Entries shown:
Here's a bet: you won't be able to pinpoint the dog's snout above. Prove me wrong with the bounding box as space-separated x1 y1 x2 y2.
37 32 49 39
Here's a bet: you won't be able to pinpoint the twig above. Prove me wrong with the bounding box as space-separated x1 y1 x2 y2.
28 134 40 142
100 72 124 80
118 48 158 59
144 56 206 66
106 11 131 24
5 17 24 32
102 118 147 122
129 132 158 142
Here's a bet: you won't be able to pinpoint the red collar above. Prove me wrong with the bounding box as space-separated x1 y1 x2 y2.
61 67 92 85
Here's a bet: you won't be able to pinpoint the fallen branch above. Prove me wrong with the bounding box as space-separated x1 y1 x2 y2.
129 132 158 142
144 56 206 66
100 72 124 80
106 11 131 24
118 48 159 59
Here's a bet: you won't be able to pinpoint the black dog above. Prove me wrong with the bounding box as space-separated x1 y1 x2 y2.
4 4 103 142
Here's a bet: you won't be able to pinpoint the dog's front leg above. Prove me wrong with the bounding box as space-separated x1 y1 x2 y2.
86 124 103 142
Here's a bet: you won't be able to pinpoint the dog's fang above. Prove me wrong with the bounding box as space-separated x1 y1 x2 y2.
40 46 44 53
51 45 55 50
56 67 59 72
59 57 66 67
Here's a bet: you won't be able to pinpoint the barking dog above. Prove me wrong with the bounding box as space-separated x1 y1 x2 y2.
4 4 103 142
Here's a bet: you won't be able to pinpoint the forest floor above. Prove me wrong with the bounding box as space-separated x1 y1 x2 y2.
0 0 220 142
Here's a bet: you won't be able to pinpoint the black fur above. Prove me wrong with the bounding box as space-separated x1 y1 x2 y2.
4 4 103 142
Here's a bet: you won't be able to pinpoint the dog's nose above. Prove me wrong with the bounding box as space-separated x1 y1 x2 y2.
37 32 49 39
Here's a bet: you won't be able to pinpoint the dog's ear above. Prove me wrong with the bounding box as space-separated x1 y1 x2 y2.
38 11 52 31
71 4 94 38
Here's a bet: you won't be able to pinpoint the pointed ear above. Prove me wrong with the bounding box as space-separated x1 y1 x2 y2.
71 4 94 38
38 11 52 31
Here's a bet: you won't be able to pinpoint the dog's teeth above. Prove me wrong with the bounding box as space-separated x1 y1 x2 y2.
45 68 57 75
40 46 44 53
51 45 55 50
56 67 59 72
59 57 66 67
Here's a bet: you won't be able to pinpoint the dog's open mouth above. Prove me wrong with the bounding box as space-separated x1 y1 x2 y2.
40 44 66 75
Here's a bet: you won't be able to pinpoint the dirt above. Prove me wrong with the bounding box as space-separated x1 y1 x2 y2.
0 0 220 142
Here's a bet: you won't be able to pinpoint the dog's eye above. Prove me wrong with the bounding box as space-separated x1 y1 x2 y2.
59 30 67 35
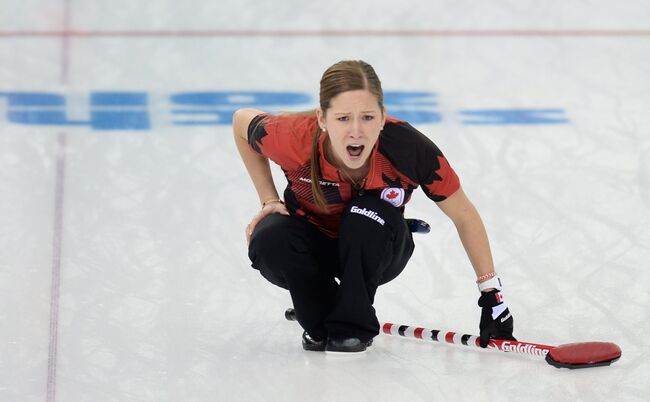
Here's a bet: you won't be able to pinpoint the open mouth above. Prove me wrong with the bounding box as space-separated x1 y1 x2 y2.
346 145 364 158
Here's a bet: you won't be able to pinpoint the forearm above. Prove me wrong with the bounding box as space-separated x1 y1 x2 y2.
455 205 494 277
233 110 279 203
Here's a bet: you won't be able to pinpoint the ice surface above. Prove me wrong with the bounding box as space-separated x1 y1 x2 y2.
0 0 650 402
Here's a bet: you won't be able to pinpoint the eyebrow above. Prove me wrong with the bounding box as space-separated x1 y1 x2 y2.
334 110 377 115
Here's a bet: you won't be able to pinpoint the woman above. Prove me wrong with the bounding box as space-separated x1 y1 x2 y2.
233 61 514 352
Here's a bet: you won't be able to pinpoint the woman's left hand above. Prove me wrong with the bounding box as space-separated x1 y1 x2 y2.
246 200 289 244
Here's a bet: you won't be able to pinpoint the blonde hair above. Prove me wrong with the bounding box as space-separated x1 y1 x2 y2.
311 60 384 211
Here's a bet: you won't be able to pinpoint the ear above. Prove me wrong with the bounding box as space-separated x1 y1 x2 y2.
316 108 325 131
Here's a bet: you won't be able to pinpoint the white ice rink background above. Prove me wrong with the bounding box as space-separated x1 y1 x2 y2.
0 0 650 402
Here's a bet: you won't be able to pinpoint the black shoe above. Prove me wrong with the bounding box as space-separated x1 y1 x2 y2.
302 331 326 352
325 338 372 353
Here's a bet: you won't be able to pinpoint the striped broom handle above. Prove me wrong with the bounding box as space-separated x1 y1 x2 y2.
382 322 555 357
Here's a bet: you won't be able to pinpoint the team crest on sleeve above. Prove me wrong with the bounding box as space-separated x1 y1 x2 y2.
381 187 404 207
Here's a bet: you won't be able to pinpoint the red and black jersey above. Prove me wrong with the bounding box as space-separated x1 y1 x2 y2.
248 114 460 237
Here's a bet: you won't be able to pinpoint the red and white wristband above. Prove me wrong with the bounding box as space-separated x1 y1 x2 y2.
262 198 284 209
476 272 502 292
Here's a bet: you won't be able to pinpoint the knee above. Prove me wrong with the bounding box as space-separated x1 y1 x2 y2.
340 195 406 239
248 214 309 267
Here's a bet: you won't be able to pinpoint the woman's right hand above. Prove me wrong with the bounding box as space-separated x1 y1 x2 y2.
246 200 289 244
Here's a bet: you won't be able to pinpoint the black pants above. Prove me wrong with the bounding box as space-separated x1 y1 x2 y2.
248 195 414 341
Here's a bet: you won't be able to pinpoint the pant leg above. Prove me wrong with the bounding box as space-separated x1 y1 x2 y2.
325 195 415 341
248 214 338 338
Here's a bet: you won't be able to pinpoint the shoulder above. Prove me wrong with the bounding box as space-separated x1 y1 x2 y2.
379 116 442 159
248 113 317 169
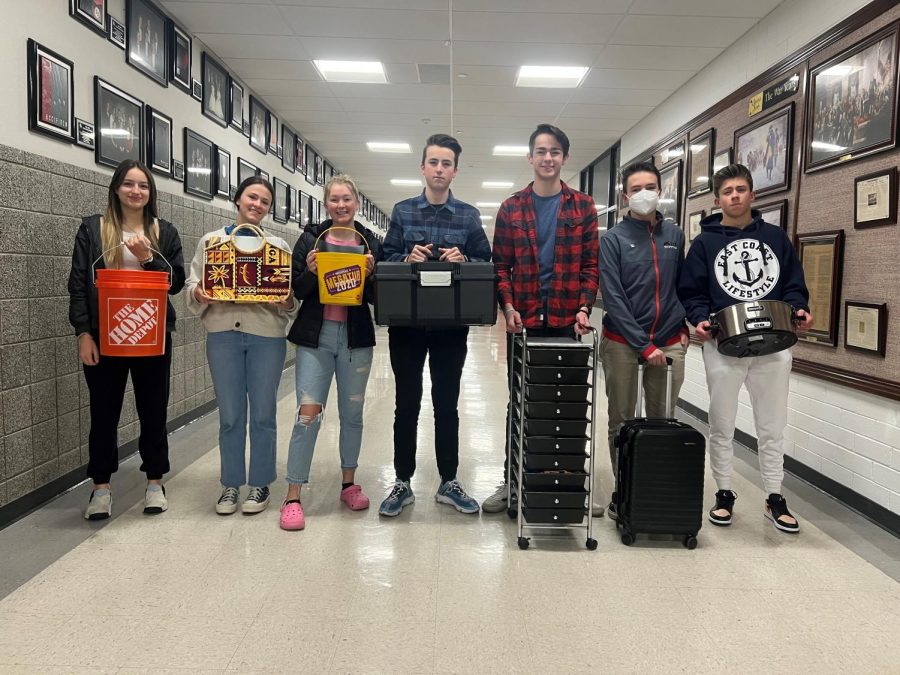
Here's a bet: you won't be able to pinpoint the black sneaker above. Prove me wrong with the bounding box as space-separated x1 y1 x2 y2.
764 493 800 534
709 490 737 527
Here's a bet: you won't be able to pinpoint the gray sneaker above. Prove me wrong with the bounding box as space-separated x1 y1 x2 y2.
84 490 112 520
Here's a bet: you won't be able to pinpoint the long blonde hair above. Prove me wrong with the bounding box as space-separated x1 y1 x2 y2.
100 159 159 269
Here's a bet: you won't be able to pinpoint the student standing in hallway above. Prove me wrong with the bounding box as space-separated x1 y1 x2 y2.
482 124 603 515
379 134 491 516
600 162 690 519
69 160 184 520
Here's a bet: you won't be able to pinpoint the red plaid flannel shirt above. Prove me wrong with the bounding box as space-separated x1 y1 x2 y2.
493 183 599 328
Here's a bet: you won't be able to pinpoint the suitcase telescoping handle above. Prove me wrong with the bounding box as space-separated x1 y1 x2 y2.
634 356 675 418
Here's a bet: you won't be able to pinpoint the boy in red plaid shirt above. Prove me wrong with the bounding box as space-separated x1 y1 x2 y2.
481 124 603 515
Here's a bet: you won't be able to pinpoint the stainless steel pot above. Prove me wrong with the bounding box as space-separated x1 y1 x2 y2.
709 300 797 358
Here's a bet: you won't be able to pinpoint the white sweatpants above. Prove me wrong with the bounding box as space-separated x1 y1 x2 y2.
703 340 791 495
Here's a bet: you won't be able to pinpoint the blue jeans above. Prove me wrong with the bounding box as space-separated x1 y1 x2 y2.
287 321 373 484
206 330 287 487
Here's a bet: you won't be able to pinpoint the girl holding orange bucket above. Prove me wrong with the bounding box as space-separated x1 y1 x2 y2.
187 176 299 515
69 160 184 520
280 174 381 530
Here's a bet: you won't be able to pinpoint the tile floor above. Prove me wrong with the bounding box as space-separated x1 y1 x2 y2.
0 328 900 674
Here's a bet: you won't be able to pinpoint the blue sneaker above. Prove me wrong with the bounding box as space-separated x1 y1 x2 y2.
378 480 416 517
434 478 478 513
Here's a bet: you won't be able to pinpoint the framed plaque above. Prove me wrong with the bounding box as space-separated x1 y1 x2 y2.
853 166 897 228
844 300 887 358
797 230 844 347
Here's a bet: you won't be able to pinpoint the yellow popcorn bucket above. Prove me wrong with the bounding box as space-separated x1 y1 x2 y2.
315 227 369 306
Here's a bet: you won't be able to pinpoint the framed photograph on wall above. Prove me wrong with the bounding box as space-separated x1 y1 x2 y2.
804 23 900 173
69 0 106 37
844 300 887 358
145 105 173 176
28 38 75 143
216 145 231 199
658 159 682 223
853 166 897 229
169 21 193 94
734 102 794 197
756 199 787 231
230 79 244 131
125 0 169 87
250 94 269 154
797 230 844 347
184 127 216 199
688 129 716 198
200 52 231 127
94 75 144 167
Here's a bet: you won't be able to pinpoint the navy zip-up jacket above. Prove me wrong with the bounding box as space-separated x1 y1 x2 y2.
678 209 809 326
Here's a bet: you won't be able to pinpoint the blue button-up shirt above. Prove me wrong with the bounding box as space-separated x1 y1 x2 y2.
382 190 491 262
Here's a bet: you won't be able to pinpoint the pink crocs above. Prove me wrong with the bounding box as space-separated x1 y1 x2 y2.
278 500 306 530
341 485 369 511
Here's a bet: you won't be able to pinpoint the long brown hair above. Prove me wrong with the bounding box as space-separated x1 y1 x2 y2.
100 159 159 269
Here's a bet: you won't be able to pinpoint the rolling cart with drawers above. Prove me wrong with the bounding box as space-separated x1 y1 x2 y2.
507 329 600 551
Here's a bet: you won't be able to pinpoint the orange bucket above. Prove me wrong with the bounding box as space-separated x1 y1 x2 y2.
95 269 169 356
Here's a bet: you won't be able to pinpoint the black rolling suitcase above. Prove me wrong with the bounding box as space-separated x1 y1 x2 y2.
616 359 706 549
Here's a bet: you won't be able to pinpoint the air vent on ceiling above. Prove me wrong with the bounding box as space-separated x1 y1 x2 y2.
416 63 450 84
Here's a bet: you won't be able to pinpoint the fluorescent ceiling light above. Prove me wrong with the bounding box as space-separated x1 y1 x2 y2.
313 61 387 84
494 145 528 157
366 141 411 153
516 66 590 89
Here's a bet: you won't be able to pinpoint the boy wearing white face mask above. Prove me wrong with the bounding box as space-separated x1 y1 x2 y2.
600 162 689 519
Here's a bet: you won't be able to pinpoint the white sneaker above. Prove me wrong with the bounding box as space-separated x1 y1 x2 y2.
144 486 169 515
84 490 112 520
481 483 508 513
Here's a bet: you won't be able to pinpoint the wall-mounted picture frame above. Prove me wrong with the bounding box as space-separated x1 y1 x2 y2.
94 75 144 167
804 23 900 173
75 117 97 150
250 94 269 154
184 127 216 199
844 300 888 358
106 14 127 50
756 199 787 231
145 105 174 176
657 159 683 223
230 78 244 131
125 0 169 87
27 38 75 143
200 51 231 127
216 145 231 199
238 157 259 185
709 148 734 173
687 129 716 199
169 21 193 94
69 0 106 37
797 230 844 347
733 101 794 197
281 124 297 173
853 166 897 229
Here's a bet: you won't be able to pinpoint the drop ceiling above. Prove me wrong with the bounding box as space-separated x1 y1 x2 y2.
162 0 780 227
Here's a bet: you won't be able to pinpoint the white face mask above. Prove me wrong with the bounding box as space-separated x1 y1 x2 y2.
628 190 659 216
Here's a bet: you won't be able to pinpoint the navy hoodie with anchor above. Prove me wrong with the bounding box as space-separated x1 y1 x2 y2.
678 210 809 326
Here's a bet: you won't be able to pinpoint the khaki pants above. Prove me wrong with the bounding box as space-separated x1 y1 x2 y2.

Exercise prompt:
Format everything from the line containing "the blue button-up" down to the line containing "416 63 450 84" as a JSON list of strings, one string per line, leaving out blank lines.

Result:
[
  "Here's a bet: you won't be able to pinpoint the blue button-up shirt above. Prove me wrong with the bounding box as space-separated x1 y1 x2 y2.",
  "382 190 491 262",
  "Here's a bet: you won't be able to pinpoint the pink crocs above. Prove me wrong with the bounding box as space-separated x1 y1 x2 y2.",
  "278 500 306 530",
  "341 485 369 511",
  "Here's a bet: you won't be able to pinpoint the long brown hair above. Prove me wrong with the bounding box as space-separated x1 y1 x2 y2.",
  "100 159 159 269",
  "Here's a bet: you won't be able to pinpoint the rolling cart with drawers above. Prove me wrong with the bounding box as space-separated x1 y1 x2 y2.",
  "507 329 600 551",
  "Here's a bet: you won't be able to pinpoint the orange bucket above. Prove me wrong with the bounding box as space-separated x1 y1 x2 y2.",
  "95 269 169 356",
  "Here's a bet: you won't be able to pinpoint the black rolling suitcase above. Prove me wrong with the bounding box as space-separated x1 y1 x2 y2.",
  "616 359 706 549",
  "Here's a bet: you won't be able to pinpoint the air vent on ceiling above. Prove me wrong with the bounding box as space-separated x1 y1 x2 y2.",
  "416 63 450 84"
]